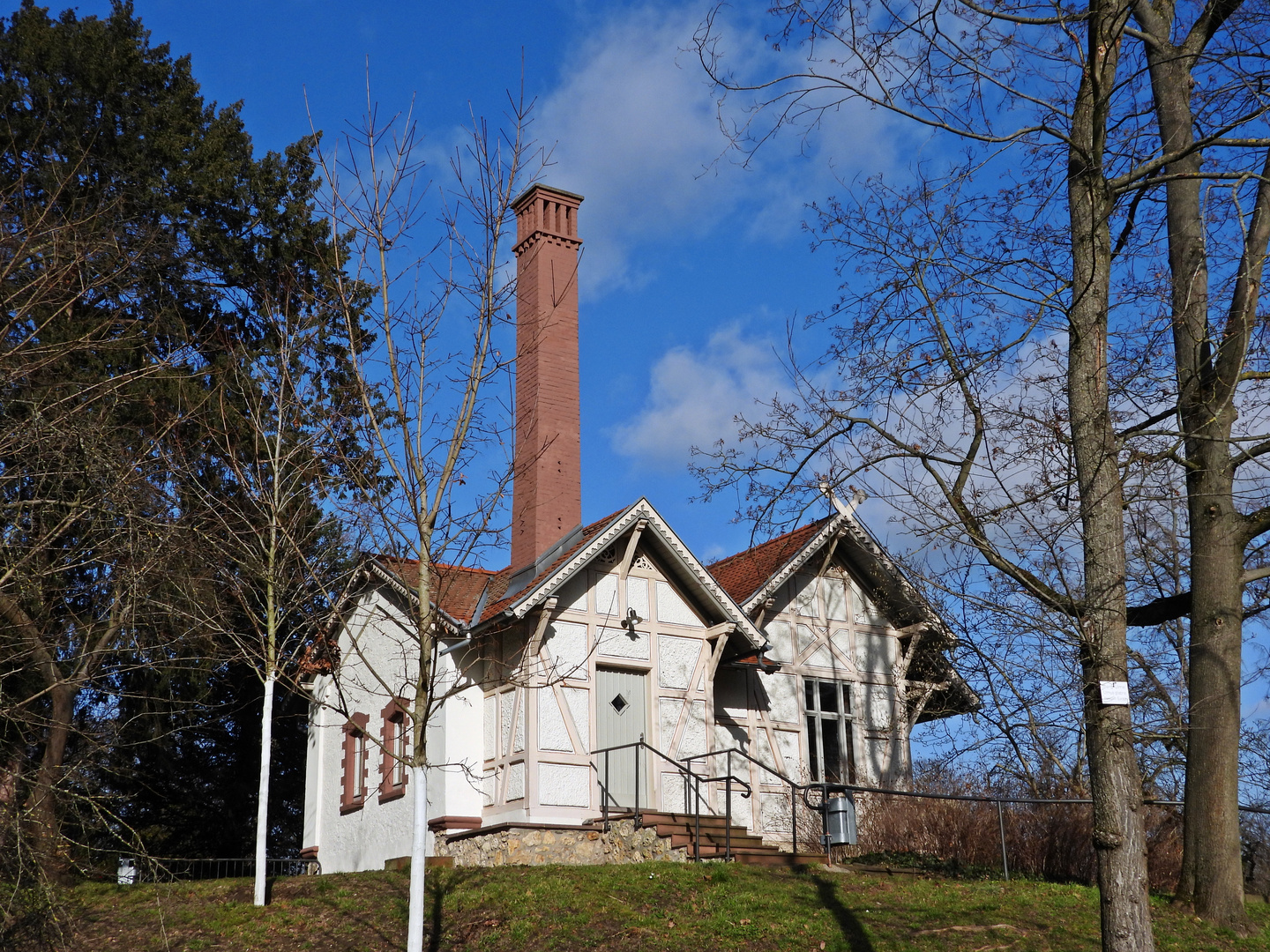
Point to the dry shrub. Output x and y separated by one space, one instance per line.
1044 841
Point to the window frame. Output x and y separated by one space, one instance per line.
355 764
394 735
814 720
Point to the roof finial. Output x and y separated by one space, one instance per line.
857 496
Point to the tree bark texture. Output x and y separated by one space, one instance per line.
41 807
1119 838
1212 874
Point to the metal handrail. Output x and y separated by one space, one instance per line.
691 778
859 788
793 785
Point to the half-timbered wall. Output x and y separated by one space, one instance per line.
539 740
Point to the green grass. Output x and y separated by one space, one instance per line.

GIVEN PROBLEM:
Reproduce every line of the records above word for word, and leave the pictures out of your copy.

FINISHED ANSWER:
Point to the dry shrub. Output x and y separated by one space, one instance per line.
1044 841
Point to the window frame. Output x and y separated by one space, one instance per line.
355 764
394 735
814 720
Point to the roof finial. Output x and y separated by one space, one instance per line.
857 496
Point to the tree bark texture. Output x and y separated by one space, one instance per line.
41 807
1119 838
1212 874
Point to the metal handrail. Output x and y separated by one space, one instance per line.
691 778
859 788
793 785
Point to the half-timbered wall. Output x and y separated by one space, one instance per line.
539 740
Point to the green grass. Output x and y separated by one space, one instance per line.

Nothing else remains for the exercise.